* [Instructions to follow]: If a line in the entries below includes "rink", pick it out and copy it.
Available records Block Start
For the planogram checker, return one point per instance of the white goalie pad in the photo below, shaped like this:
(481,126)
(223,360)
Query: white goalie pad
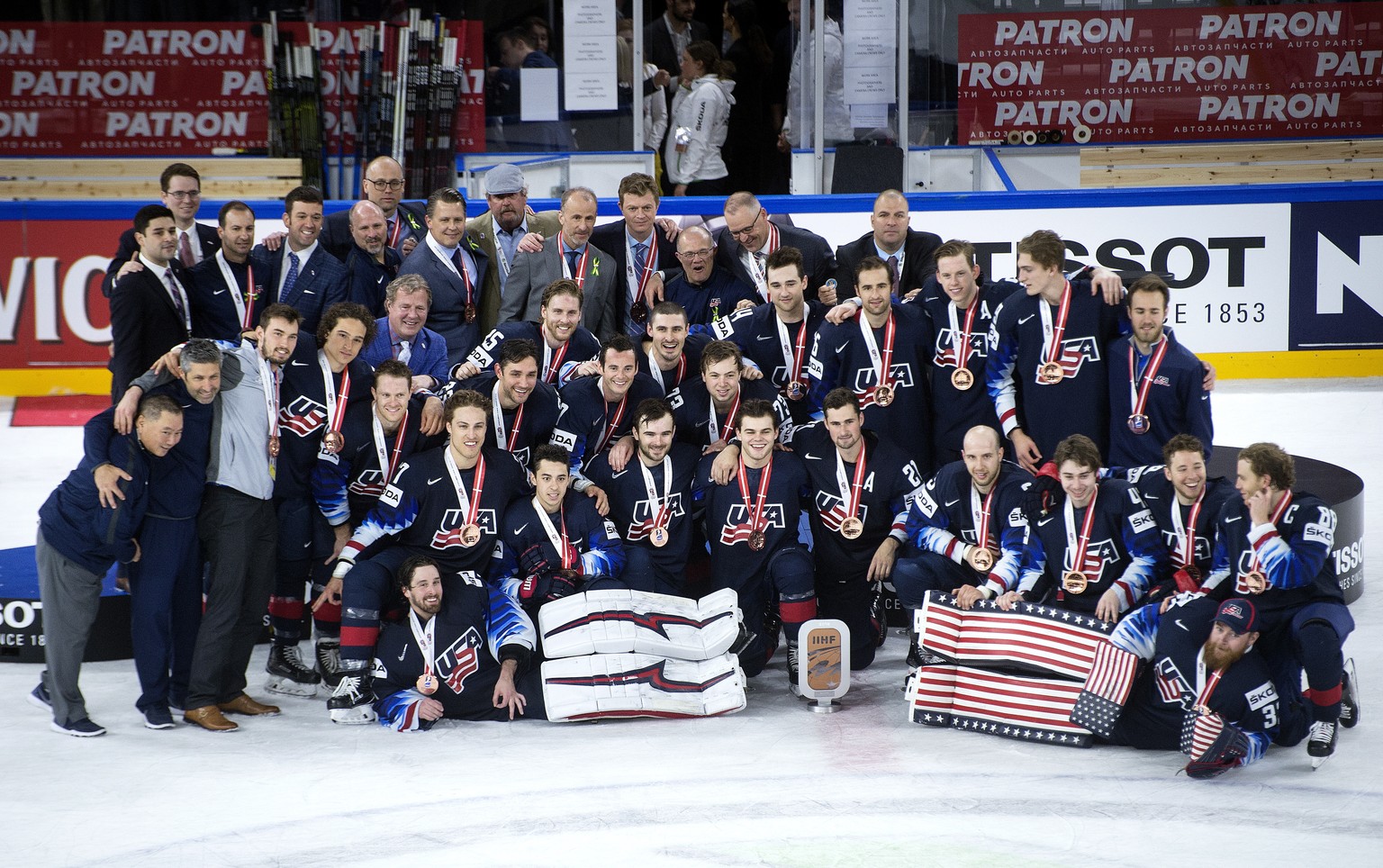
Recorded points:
(603,686)
(619,620)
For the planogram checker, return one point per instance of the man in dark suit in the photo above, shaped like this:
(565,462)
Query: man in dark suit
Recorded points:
(382,184)
(748,238)
(301,274)
(908,253)
(454,267)
(181,194)
(149,309)
(569,255)
(668,35)
(224,306)
(629,240)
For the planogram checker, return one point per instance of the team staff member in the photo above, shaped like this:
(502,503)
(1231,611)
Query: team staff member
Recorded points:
(861,495)
(1155,383)
(77,540)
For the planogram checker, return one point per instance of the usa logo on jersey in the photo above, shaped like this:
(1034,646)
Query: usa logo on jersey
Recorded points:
(459,661)
(303,416)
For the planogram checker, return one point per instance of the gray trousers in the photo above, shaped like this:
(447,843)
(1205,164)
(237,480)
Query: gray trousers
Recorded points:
(238,540)
(71,599)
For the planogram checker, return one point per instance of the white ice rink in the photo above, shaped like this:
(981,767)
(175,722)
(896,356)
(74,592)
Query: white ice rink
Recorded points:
(772,785)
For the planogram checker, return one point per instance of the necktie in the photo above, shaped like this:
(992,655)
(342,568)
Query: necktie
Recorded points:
(185,250)
(177,297)
(292,276)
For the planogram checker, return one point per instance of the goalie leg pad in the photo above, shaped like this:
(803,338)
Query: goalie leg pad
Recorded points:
(603,686)
(1036,637)
(619,620)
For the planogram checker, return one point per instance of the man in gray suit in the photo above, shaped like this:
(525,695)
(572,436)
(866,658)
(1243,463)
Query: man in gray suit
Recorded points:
(569,255)
(505,222)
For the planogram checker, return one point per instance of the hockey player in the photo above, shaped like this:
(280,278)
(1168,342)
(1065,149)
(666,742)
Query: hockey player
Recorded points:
(596,412)
(319,387)
(668,353)
(652,501)
(706,407)
(1155,383)
(882,356)
(559,333)
(555,544)
(861,495)
(753,527)
(965,529)
(1099,550)
(1205,689)
(962,306)
(446,503)
(464,651)
(523,408)
(778,335)
(1050,338)
(1274,547)
(1186,502)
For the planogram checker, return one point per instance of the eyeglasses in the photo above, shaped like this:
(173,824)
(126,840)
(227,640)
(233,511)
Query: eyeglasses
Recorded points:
(747,231)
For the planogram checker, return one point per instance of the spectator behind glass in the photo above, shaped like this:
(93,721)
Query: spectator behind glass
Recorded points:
(700,122)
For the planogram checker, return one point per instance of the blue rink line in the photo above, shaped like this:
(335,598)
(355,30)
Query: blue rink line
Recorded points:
(20,576)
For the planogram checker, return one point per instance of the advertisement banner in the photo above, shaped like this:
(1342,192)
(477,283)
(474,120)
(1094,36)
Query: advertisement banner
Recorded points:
(89,89)
(1173,75)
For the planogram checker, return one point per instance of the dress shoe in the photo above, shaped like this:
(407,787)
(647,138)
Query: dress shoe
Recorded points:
(245,705)
(209,718)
Available records Block End
* [Answer box]:
For the planogram checker, return one point per instance of the white ice rink in the photo above, shaped like this:
Query: white ice rink
For the planogram checker, return one point per instance of the blue rink line in the photo above, shaped like this:
Query: blue rink line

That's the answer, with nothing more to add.